<<<<
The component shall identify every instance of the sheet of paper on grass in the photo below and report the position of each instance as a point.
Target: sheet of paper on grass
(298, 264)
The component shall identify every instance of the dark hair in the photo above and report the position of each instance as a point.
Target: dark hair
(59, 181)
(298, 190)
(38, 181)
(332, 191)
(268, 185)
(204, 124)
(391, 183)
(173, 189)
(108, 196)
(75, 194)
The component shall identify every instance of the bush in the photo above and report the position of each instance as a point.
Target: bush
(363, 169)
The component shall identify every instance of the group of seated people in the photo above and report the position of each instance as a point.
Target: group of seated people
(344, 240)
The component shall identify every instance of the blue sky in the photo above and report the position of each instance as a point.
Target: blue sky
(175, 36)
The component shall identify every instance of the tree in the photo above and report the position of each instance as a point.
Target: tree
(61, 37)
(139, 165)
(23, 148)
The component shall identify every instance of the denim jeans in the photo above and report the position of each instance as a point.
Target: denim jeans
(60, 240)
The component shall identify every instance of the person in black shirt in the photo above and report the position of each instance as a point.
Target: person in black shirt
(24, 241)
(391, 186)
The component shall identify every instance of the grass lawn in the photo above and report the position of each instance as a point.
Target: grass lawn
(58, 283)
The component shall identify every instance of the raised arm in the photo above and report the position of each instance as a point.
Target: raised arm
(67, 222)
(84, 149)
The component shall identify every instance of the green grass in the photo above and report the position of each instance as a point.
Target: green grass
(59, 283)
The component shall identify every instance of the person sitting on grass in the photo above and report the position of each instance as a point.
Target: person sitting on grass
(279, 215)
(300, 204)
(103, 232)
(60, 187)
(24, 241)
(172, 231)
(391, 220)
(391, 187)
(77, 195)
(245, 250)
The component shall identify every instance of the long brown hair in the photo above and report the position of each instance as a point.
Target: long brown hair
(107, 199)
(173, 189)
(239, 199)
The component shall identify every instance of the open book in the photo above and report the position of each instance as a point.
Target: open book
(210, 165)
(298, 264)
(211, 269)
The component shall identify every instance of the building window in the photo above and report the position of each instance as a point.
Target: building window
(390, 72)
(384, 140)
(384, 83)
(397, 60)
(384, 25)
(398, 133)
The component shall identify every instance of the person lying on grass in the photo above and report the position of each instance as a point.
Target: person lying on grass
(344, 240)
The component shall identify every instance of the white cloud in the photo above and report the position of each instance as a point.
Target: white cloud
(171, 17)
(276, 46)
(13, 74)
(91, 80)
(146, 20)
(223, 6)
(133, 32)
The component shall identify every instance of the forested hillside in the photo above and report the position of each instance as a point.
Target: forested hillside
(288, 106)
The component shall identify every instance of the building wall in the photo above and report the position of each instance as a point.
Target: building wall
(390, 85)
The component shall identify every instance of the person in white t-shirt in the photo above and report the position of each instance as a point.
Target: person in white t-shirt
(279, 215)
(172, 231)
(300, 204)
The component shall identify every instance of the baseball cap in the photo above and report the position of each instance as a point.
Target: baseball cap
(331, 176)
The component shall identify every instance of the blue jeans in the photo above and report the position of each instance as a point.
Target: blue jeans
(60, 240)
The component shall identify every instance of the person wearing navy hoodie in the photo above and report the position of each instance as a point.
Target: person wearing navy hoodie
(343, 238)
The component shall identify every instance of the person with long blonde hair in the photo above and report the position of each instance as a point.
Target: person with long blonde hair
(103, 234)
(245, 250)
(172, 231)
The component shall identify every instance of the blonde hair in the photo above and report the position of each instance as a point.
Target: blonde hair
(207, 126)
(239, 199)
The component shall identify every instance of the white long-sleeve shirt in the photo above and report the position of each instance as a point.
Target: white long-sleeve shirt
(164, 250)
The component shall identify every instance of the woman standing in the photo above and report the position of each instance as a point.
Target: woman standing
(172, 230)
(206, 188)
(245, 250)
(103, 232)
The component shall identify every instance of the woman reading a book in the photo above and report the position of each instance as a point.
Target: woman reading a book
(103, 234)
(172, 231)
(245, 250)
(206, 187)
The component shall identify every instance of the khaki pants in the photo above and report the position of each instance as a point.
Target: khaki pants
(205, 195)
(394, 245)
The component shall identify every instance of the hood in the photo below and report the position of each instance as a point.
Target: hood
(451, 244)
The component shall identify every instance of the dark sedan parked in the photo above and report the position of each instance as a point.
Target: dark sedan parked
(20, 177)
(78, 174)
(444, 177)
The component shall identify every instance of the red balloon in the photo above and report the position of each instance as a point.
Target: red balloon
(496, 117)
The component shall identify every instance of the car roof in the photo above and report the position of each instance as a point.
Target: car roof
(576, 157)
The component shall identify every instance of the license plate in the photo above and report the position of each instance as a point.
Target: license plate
>>>>
Directions for this task |
Copy out, from the material above, each line where the word "below" is present.

Response |
The component shall identify every instance of the sheet of paper on grass in the photo below and report the position of each instance as a point.
The component shall identify every instance of the hood in the photo below and report the position of each instance as a point.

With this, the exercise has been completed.